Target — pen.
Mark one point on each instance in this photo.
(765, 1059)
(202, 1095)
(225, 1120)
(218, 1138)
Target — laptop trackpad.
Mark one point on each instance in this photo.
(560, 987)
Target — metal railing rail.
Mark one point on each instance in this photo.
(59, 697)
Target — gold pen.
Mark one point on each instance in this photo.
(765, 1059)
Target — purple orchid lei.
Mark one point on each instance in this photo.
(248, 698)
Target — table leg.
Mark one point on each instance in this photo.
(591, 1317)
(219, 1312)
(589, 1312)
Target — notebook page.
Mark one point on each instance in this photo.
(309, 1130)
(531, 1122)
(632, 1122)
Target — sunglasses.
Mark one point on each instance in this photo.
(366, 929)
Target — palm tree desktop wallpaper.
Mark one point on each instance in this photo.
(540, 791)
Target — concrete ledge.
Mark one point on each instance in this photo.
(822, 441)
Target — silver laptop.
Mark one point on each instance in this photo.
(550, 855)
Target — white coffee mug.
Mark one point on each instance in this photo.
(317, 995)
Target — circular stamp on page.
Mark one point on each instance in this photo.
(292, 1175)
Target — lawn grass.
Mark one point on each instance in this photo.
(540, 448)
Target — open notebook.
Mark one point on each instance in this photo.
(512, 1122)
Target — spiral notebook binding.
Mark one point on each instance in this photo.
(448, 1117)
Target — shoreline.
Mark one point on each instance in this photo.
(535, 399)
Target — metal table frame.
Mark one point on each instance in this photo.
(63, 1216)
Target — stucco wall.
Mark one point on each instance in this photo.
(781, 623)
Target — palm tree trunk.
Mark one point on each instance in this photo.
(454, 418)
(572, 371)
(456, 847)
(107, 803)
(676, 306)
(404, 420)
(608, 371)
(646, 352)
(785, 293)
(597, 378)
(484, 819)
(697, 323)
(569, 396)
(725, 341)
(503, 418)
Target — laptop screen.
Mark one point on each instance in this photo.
┄┄┄┄┄┄
→ WHAT TO DO
The records above must be transcribed line for line, exactly.

→ SOLVED EXERCISE
Target — pen.
Mark one point on each instance in this photo.
(765, 1059)
(202, 1095)
(225, 1120)
(218, 1138)
Target — laptop trackpad.
Mark one point on each instance in this photo.
(560, 987)
Target — metal railing rail.
Mark one point on each instance in this photo.
(59, 697)
Target — gold pen.
Mark one point on each instance in this photo.
(765, 1059)
Target — purple orchid lei.
Mark one point on each instance in this photo.
(248, 698)
Target — table leg.
Mark one point on each instance in this photo.
(591, 1317)
(219, 1312)
(589, 1312)
Target — notebook page.
Mark one point on each instance in this photo.
(309, 1130)
(531, 1122)
(632, 1122)
Target — sunglasses.
Mark one point on each instance in this photo.
(366, 929)
Target — palm tree desktop wallpaper.
Mark one point on each instance in this photo.
(540, 791)
Target — concrete ledge.
Mark one point on each instance in this photo.
(822, 441)
Target — silver laptop.
Mark one point on each instance in this photo.
(550, 855)
Target — white coffee mug.
Mark one point on each instance in this photo.
(317, 995)
Target — circular stamp on page.
Mark one point on each instance in this photo.
(292, 1175)
Target — lawn grass.
Mark one point on each instance in this photo.
(540, 448)
Target — open notebook.
Mark one point on each instance in this photo.
(512, 1122)
Target — spiral notebook binding.
Mark one point on each instance in this photo.
(448, 1117)
Target — shoreline.
Mark one point on each instance in this photo.
(535, 399)
Target — metal table frame.
Mark one point on each instance in this photo.
(63, 1216)
Target — stucco wall.
Mark one point on each instance in this photo.
(781, 623)
Target — palm tree trunk.
Mark one point on each instance in this photo.
(454, 418)
(572, 371)
(456, 847)
(107, 803)
(676, 306)
(404, 420)
(608, 371)
(646, 352)
(785, 293)
(597, 378)
(484, 819)
(697, 323)
(569, 396)
(725, 341)
(503, 418)
Target — laptop screen.
Mark one point on each instance in this photo.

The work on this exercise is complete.